Data:

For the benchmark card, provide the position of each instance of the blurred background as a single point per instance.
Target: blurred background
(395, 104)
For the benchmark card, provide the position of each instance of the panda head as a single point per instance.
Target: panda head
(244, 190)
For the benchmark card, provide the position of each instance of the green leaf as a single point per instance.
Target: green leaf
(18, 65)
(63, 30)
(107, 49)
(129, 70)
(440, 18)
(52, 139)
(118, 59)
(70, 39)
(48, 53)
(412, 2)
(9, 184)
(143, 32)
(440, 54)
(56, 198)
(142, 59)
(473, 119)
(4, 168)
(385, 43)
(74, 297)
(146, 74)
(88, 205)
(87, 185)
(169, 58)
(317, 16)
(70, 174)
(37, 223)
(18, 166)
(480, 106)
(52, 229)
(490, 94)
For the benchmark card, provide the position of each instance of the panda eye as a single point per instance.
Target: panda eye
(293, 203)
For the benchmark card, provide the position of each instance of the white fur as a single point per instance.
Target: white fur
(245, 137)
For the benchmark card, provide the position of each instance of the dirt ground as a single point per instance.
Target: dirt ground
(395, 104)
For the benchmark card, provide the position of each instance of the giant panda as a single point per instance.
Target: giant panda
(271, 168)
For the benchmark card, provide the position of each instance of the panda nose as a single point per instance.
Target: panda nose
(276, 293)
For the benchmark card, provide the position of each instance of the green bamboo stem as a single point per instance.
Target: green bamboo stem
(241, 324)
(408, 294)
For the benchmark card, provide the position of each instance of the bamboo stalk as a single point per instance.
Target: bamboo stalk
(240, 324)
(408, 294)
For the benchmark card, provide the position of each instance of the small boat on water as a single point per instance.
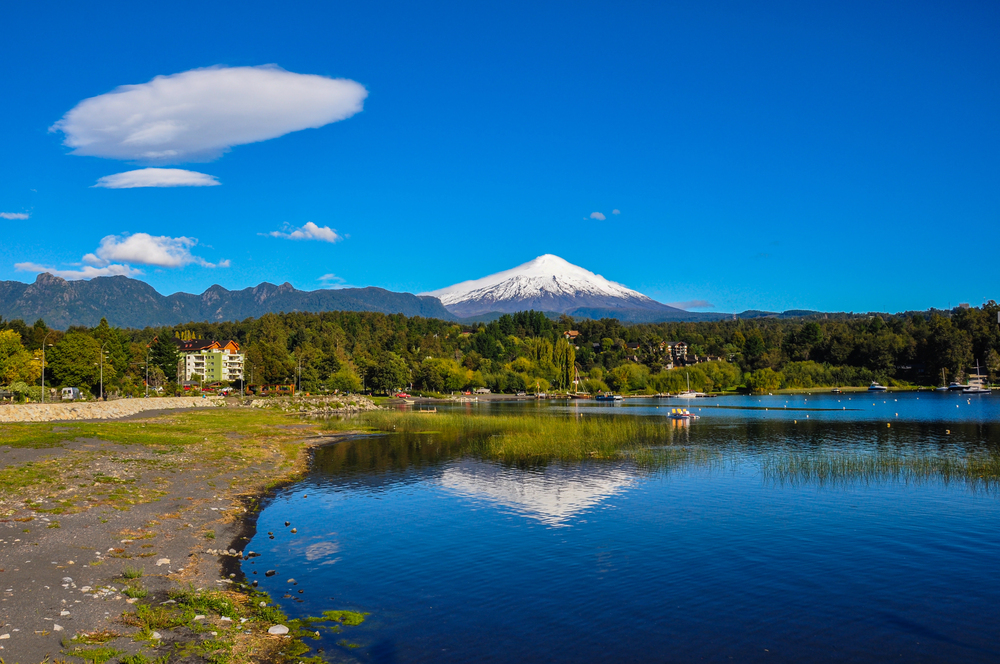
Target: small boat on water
(977, 384)
(688, 394)
(682, 414)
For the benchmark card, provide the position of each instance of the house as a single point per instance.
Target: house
(212, 361)
(678, 349)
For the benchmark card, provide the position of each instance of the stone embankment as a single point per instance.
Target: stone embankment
(316, 406)
(98, 410)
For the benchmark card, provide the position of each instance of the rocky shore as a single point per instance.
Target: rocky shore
(98, 410)
(123, 538)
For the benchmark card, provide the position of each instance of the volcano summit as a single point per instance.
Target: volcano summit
(547, 283)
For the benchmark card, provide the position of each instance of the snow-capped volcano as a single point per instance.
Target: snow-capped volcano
(547, 283)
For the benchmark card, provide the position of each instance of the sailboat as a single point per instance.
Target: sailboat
(688, 394)
(944, 383)
(977, 383)
(682, 414)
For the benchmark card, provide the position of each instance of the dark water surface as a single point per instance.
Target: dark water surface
(463, 560)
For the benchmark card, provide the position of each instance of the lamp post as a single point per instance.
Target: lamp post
(43, 363)
(102, 371)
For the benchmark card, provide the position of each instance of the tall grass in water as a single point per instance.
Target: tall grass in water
(522, 437)
(833, 467)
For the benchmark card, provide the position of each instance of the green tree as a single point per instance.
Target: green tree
(163, 354)
(73, 362)
(16, 362)
(388, 373)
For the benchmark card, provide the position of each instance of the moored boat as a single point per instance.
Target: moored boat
(682, 414)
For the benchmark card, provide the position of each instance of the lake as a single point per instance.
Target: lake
(733, 556)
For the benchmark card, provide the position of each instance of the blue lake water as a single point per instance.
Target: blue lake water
(464, 560)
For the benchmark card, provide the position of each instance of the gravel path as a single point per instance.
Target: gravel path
(63, 574)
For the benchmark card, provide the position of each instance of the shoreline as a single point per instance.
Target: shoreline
(157, 517)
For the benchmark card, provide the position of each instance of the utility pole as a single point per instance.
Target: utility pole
(102, 371)
(43, 363)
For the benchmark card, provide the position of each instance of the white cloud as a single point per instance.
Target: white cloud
(85, 272)
(198, 115)
(116, 255)
(157, 177)
(334, 282)
(309, 231)
(146, 249)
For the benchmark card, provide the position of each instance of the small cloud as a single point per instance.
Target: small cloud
(86, 272)
(200, 114)
(309, 231)
(157, 177)
(334, 282)
(146, 249)
(692, 304)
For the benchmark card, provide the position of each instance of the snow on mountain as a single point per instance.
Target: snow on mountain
(547, 283)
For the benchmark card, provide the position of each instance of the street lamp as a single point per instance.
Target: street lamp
(43, 363)
(101, 397)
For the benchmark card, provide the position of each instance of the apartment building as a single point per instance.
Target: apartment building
(213, 361)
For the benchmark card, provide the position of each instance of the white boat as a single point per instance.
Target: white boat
(977, 384)
(682, 414)
(688, 394)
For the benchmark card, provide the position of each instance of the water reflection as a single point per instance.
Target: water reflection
(551, 494)
(835, 537)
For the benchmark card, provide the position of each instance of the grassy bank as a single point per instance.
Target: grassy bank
(151, 482)
(515, 438)
(653, 443)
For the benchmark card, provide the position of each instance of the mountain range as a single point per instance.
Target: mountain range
(547, 283)
(129, 302)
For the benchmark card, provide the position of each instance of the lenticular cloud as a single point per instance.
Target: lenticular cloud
(197, 115)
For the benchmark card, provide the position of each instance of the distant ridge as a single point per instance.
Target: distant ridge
(129, 302)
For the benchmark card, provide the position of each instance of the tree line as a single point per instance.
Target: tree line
(526, 351)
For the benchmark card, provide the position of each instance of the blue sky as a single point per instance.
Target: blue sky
(762, 155)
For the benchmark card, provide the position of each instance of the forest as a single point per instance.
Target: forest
(526, 351)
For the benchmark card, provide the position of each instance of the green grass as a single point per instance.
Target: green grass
(135, 591)
(980, 469)
(94, 655)
(351, 618)
(131, 572)
(523, 437)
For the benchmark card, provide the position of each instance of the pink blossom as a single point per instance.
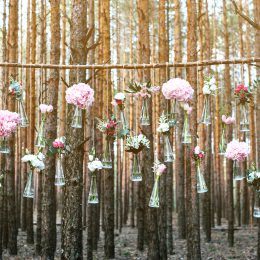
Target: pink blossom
(9, 122)
(81, 95)
(161, 168)
(237, 151)
(178, 89)
(228, 120)
(45, 108)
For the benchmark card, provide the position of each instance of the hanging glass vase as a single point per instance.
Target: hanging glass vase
(77, 118)
(256, 213)
(4, 145)
(136, 174)
(107, 156)
(29, 188)
(205, 118)
(22, 112)
(201, 184)
(145, 119)
(167, 149)
(59, 175)
(186, 136)
(222, 144)
(172, 116)
(237, 172)
(40, 139)
(244, 122)
(154, 199)
(123, 120)
(93, 194)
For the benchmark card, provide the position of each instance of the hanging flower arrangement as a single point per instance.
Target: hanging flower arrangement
(80, 95)
(9, 121)
(40, 139)
(135, 144)
(164, 128)
(119, 101)
(225, 121)
(158, 169)
(198, 155)
(94, 165)
(237, 151)
(209, 89)
(109, 128)
(35, 162)
(16, 89)
(144, 90)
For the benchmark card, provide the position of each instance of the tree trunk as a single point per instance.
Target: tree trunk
(193, 234)
(49, 195)
(10, 158)
(72, 210)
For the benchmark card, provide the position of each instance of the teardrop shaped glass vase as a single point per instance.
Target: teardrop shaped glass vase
(237, 172)
(77, 118)
(40, 139)
(244, 121)
(29, 188)
(201, 184)
(59, 175)
(167, 149)
(155, 199)
(145, 119)
(4, 148)
(205, 118)
(186, 136)
(107, 156)
(222, 144)
(136, 174)
(93, 194)
(22, 113)
(256, 213)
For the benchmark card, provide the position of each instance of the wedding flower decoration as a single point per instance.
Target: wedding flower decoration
(209, 87)
(158, 169)
(80, 95)
(237, 151)
(136, 143)
(227, 120)
(242, 93)
(35, 161)
(178, 89)
(9, 121)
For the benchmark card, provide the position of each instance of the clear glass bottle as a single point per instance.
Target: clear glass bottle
(145, 119)
(136, 174)
(77, 118)
(59, 175)
(29, 188)
(93, 194)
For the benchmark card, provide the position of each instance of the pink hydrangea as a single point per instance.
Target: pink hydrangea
(80, 95)
(9, 122)
(178, 89)
(237, 151)
(45, 108)
(227, 120)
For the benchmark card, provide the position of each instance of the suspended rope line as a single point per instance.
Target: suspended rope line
(133, 66)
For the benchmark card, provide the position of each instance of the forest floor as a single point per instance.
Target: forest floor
(245, 245)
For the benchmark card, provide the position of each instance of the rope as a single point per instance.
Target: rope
(133, 66)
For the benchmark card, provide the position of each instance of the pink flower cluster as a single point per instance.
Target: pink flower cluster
(237, 151)
(80, 95)
(178, 89)
(57, 143)
(9, 121)
(45, 108)
(228, 120)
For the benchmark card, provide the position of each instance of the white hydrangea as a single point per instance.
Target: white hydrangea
(95, 165)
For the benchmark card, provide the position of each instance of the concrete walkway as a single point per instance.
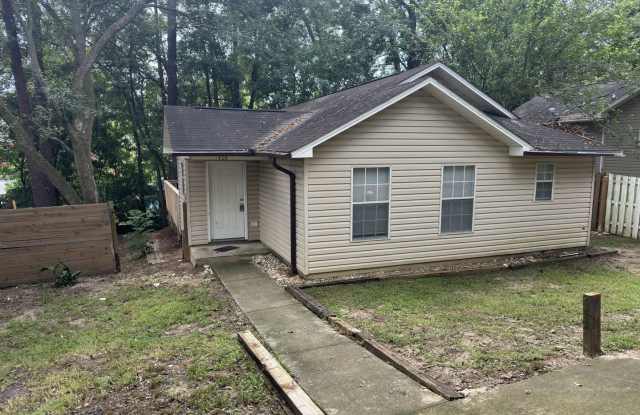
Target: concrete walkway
(339, 375)
(604, 386)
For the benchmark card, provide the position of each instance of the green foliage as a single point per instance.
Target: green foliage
(63, 275)
(141, 223)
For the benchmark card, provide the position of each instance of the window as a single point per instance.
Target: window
(458, 190)
(370, 203)
(544, 181)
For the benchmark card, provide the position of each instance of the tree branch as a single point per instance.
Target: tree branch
(53, 175)
(88, 60)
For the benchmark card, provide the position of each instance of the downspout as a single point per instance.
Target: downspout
(292, 213)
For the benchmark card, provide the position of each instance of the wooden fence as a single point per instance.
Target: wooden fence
(81, 236)
(622, 213)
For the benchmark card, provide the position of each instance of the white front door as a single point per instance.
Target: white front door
(227, 194)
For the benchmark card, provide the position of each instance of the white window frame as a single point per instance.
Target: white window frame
(388, 201)
(552, 181)
(475, 189)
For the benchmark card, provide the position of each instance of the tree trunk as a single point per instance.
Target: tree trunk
(412, 47)
(254, 84)
(172, 67)
(48, 195)
(158, 53)
(42, 191)
(81, 131)
(207, 77)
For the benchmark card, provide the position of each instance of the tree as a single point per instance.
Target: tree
(43, 173)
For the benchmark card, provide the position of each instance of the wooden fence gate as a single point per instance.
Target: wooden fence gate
(621, 215)
(81, 236)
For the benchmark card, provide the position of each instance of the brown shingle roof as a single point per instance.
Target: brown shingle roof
(548, 108)
(202, 131)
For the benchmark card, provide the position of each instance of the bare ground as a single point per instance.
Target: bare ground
(165, 385)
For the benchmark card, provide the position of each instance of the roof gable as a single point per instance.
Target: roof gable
(516, 145)
(591, 103)
(297, 130)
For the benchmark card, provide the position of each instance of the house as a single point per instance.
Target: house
(608, 112)
(416, 167)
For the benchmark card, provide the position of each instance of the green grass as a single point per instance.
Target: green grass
(81, 349)
(493, 323)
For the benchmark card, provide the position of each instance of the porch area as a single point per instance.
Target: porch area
(232, 207)
(216, 253)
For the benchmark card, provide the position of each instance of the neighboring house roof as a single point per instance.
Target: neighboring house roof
(590, 103)
(296, 130)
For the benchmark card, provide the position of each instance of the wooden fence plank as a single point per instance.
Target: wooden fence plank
(629, 206)
(81, 236)
(617, 184)
(622, 204)
(602, 205)
(609, 209)
(635, 219)
(597, 187)
(622, 215)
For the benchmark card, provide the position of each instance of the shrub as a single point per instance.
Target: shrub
(64, 277)
(142, 223)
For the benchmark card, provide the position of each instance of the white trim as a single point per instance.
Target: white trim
(442, 92)
(475, 189)
(380, 238)
(553, 183)
(211, 234)
(464, 82)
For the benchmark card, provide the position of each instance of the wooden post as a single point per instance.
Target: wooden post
(186, 253)
(602, 209)
(596, 201)
(114, 236)
(591, 324)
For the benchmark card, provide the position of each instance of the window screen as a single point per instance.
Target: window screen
(544, 181)
(458, 190)
(370, 203)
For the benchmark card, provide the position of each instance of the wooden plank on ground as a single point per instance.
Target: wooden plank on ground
(295, 396)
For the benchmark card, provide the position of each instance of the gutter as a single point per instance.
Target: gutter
(575, 153)
(292, 214)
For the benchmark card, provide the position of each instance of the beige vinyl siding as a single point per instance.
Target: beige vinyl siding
(274, 210)
(182, 188)
(416, 137)
(623, 133)
(253, 206)
(197, 203)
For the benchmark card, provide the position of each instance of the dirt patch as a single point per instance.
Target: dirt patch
(276, 269)
(451, 267)
(11, 392)
(160, 386)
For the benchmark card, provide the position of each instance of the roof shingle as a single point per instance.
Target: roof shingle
(229, 131)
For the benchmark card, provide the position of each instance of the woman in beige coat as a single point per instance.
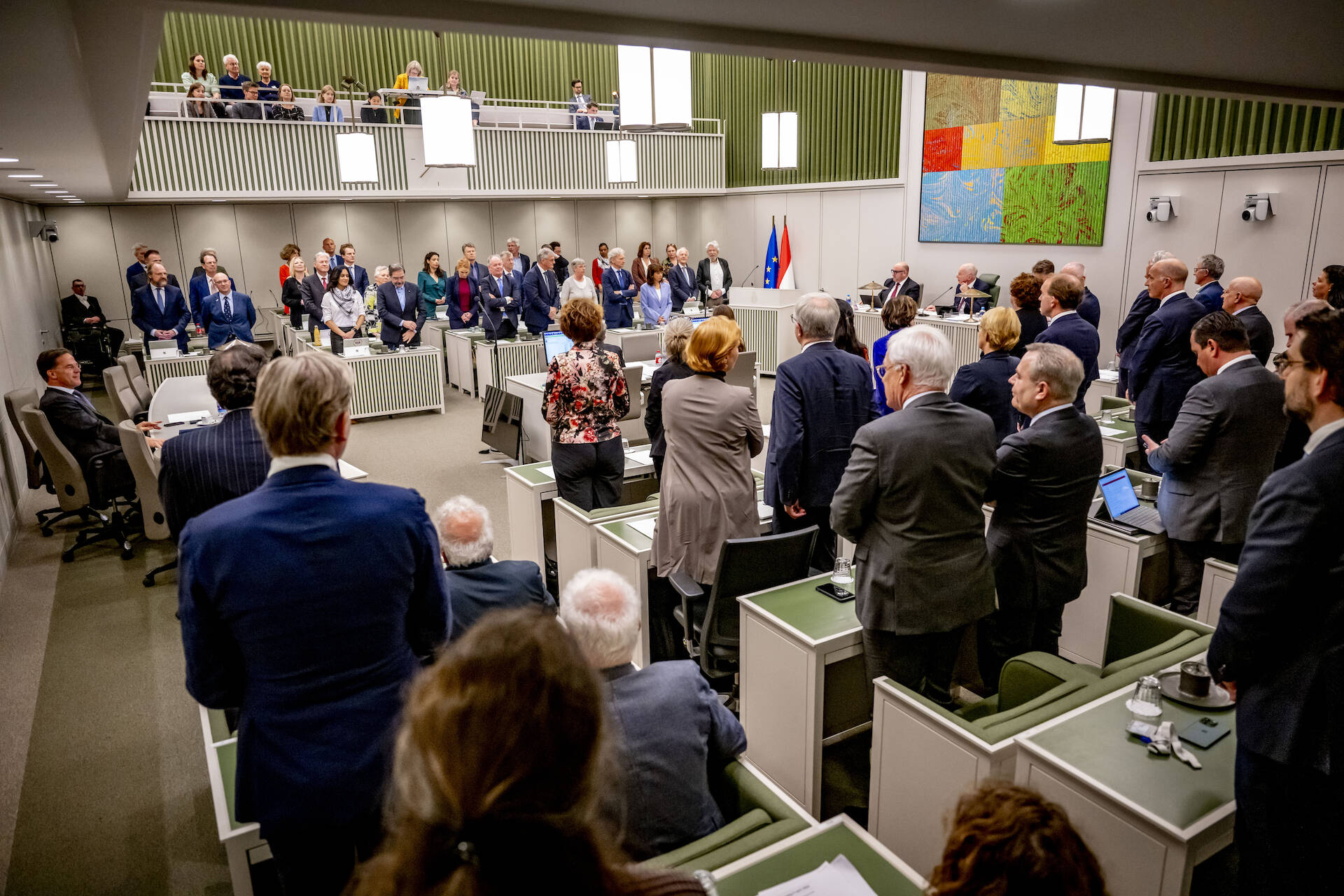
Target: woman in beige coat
(713, 431)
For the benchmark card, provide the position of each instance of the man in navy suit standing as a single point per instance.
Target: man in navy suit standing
(479, 582)
(284, 617)
(822, 397)
(214, 464)
(400, 308)
(159, 309)
(1163, 367)
(1059, 298)
(227, 315)
(1280, 638)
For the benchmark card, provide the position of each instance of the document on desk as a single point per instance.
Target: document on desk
(836, 878)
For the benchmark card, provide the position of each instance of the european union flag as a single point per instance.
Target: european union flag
(772, 261)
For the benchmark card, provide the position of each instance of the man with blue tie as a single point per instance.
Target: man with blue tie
(1059, 298)
(400, 308)
(159, 309)
(619, 292)
(540, 293)
(227, 315)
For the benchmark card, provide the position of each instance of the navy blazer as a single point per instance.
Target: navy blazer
(393, 312)
(1281, 630)
(672, 732)
(1163, 368)
(277, 620)
(984, 386)
(146, 315)
(495, 584)
(822, 397)
(211, 465)
(1079, 337)
(220, 328)
(540, 293)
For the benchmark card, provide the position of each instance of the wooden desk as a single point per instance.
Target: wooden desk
(1149, 820)
(803, 681)
(806, 850)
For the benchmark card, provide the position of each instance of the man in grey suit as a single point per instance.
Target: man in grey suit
(1219, 453)
(1043, 485)
(910, 500)
(672, 729)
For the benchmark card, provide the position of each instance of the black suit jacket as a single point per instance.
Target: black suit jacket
(211, 465)
(1043, 482)
(1260, 331)
(1281, 629)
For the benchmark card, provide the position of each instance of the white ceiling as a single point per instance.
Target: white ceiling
(77, 71)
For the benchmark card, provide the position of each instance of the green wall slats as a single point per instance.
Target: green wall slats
(848, 115)
(1217, 128)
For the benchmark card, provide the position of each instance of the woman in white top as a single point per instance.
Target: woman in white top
(578, 285)
(343, 307)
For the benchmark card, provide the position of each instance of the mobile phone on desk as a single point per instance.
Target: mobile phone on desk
(835, 592)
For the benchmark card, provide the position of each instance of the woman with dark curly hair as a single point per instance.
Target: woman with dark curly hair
(1009, 841)
(1026, 300)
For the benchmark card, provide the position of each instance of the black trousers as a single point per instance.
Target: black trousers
(923, 663)
(1008, 633)
(316, 860)
(1187, 568)
(824, 548)
(589, 475)
(1288, 825)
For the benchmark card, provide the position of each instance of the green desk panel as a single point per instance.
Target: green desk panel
(885, 879)
(812, 613)
(1097, 745)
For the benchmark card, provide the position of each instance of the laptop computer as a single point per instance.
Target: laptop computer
(1121, 504)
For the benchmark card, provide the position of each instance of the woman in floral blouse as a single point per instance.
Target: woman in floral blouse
(585, 397)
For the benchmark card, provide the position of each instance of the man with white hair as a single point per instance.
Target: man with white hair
(1089, 309)
(672, 729)
(911, 501)
(477, 580)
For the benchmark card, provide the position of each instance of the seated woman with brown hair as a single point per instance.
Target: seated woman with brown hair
(1009, 841)
(486, 808)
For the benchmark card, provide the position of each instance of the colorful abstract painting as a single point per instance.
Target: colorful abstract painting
(992, 172)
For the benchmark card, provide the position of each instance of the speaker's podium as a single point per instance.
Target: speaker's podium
(766, 327)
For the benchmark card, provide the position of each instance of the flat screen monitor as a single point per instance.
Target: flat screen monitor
(502, 425)
(554, 342)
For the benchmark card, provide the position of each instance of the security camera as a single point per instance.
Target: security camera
(1259, 206)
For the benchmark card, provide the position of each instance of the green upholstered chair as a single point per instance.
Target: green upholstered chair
(756, 818)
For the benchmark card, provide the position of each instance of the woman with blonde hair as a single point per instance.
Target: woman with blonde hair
(713, 431)
(984, 384)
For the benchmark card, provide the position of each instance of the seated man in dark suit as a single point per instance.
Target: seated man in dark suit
(671, 729)
(81, 429)
(283, 617)
(1280, 638)
(1241, 300)
(211, 465)
(1043, 482)
(479, 582)
(1059, 298)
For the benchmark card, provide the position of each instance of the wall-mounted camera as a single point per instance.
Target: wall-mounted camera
(45, 230)
(1259, 206)
(1161, 209)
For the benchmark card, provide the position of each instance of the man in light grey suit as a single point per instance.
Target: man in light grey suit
(1218, 454)
(910, 500)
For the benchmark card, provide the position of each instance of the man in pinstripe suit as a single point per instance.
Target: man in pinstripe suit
(211, 465)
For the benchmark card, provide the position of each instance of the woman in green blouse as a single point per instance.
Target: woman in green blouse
(430, 284)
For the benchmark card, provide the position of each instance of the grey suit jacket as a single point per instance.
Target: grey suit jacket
(911, 500)
(1219, 453)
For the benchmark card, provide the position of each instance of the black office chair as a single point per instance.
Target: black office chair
(746, 566)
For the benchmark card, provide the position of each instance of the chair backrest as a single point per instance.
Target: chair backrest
(748, 566)
(66, 476)
(144, 466)
(13, 403)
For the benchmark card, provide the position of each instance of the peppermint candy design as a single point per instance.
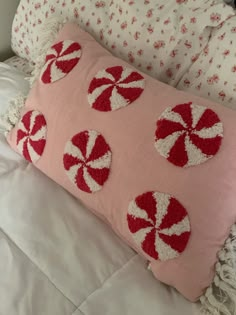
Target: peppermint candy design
(159, 225)
(87, 160)
(188, 134)
(114, 88)
(60, 60)
(31, 135)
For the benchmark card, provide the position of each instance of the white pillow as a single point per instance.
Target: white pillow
(12, 83)
(162, 38)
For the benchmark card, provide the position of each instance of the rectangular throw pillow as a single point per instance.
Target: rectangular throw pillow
(155, 163)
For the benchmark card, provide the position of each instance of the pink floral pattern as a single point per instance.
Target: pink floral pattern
(185, 43)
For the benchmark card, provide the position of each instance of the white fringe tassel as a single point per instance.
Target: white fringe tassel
(12, 115)
(47, 36)
(220, 297)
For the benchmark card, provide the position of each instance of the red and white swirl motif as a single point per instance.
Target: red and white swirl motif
(159, 225)
(60, 60)
(188, 134)
(31, 135)
(114, 88)
(87, 160)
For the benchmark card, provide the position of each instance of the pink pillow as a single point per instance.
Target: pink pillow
(157, 164)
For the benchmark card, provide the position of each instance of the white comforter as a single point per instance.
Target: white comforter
(58, 258)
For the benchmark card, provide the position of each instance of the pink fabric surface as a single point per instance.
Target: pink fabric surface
(207, 191)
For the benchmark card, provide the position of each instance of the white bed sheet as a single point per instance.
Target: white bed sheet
(58, 258)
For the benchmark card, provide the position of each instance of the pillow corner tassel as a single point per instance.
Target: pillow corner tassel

What is expected:
The line containing "comforter as a single point per instance." and every line after it, through the end of the records, should be repeated exactly and alone.

Task solution:
For the benchmark card, provide the position of each instance of the white comforter as a single point per instance.
Target: white comforter
(58, 258)
For the benchmark card, provide the position of each instance of the pink fabric surface as a single point per instance.
Target: pink fabric surface
(207, 191)
For the benchmark card, provide the position of each instance of the white bed sheet as a single point per instance.
Target: white bed sheet
(58, 258)
For the benchmark card, provide the position of each instance of the pillow corner tassel as a single point per instance.
Target: pillow corner tassel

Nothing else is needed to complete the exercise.